### WHAT IS BEING ASKED
Gather every line in the rows below that contains the word "water" and copy each one out in full.

>> Begin

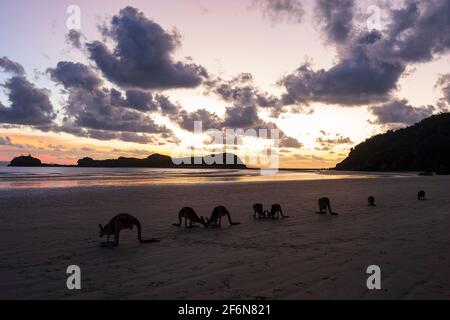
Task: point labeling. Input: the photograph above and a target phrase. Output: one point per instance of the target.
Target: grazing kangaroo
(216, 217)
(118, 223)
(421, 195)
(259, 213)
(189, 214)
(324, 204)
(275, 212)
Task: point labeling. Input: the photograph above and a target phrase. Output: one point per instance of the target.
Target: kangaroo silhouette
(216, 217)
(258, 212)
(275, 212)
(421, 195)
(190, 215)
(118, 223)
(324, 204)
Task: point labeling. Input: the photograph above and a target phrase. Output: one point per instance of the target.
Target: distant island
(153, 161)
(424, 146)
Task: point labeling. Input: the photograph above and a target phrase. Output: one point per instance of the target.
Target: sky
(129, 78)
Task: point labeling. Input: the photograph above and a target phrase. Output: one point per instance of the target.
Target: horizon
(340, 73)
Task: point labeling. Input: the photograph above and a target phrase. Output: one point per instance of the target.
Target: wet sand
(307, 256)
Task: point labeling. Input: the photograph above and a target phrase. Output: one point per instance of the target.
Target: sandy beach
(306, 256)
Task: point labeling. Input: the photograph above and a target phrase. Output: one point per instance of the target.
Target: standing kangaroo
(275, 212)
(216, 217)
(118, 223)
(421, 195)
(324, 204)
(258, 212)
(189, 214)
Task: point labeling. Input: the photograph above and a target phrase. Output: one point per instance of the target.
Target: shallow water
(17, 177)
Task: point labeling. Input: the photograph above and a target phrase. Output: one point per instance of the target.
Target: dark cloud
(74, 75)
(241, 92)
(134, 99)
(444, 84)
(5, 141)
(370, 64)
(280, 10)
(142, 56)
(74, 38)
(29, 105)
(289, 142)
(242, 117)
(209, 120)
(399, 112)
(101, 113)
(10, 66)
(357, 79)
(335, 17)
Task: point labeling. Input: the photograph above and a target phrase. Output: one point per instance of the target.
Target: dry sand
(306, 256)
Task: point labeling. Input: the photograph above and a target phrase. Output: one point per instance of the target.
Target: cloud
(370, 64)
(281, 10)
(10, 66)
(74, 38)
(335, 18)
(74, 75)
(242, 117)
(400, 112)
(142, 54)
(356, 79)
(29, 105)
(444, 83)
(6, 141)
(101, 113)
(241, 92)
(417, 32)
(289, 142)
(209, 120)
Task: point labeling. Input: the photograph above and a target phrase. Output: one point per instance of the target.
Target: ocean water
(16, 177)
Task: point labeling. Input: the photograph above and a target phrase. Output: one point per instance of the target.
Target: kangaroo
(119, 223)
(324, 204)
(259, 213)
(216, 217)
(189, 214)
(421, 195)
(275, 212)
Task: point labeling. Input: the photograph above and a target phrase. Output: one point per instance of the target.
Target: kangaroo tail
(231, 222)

>> End
>> Begin

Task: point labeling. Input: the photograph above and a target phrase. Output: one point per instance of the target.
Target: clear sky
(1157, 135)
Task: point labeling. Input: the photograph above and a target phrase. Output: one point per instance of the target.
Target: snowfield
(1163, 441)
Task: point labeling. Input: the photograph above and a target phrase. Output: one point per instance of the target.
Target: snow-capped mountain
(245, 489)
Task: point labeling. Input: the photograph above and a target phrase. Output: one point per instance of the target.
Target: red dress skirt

>> End

### TASK RESPONSE
Target: shallow water
Target: ocean water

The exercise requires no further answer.